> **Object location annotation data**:
● ● ● ● ● ● ●

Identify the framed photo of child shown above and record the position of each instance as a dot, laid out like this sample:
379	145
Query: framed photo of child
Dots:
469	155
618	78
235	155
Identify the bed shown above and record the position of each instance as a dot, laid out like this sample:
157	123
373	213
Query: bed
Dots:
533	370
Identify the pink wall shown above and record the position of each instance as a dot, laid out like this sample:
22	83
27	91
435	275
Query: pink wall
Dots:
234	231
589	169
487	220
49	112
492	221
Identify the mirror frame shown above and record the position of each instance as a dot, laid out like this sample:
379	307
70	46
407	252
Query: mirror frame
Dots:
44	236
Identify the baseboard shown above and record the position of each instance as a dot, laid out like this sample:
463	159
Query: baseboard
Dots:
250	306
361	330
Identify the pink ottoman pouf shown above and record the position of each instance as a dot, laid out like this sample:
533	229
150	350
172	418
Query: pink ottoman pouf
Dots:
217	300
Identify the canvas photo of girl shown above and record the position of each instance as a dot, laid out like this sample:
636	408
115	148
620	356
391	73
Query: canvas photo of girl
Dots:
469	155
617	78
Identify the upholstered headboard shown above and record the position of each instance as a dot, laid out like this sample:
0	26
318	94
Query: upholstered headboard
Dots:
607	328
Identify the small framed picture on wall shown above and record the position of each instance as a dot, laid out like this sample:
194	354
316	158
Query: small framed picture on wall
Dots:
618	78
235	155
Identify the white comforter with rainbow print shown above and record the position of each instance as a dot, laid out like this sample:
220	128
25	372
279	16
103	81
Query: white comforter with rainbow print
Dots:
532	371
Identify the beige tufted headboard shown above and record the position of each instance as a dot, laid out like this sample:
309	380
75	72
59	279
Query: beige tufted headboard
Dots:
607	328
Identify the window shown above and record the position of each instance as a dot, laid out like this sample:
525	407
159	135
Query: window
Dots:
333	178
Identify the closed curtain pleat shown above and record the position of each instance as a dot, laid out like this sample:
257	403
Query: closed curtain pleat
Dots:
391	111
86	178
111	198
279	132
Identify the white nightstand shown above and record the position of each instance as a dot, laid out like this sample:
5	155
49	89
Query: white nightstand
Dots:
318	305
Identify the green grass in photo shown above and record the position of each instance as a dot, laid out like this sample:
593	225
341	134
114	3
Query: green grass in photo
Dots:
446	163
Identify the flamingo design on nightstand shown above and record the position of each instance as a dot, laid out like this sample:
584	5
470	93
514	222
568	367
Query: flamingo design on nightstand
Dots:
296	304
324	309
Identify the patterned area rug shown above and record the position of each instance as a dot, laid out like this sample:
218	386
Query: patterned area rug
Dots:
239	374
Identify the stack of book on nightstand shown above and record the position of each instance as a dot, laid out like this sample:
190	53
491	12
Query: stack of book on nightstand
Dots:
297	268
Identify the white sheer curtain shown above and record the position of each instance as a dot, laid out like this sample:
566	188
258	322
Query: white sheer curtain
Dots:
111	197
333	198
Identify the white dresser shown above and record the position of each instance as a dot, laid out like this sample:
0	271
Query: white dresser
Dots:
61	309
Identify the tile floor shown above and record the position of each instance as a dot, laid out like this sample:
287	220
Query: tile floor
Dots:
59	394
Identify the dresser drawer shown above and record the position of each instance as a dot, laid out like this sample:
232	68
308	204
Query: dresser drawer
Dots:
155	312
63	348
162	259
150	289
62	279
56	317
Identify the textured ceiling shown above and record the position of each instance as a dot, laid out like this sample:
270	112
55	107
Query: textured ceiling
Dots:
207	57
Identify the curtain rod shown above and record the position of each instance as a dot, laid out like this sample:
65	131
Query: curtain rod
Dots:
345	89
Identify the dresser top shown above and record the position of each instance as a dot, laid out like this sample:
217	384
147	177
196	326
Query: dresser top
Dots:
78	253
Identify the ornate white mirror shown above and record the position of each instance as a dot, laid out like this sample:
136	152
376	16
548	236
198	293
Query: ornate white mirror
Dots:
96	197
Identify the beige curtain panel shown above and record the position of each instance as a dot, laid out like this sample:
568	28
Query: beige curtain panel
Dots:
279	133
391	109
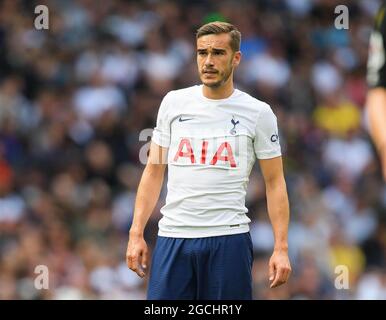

● ● ● ● ● ● ●

> **Problem**: Write out, with no changes, the stretch of the listing from the line containing "Identify the ornate" through the end of the listing, and omit the pictures.

> **Answer to the task**:
Identify the ornate white mirror shown above and record the position of each instance as a dot, laid out like this sample:
136	152
376	16
548	236
198	293
Query: ornate white mirror
Dots:
96	197
Identify the beige curtain panel shown above and record the position of each instance as a dot, laid out like this sample:
568	28
Query: beige curtain panel
Dots:
279	133
391	109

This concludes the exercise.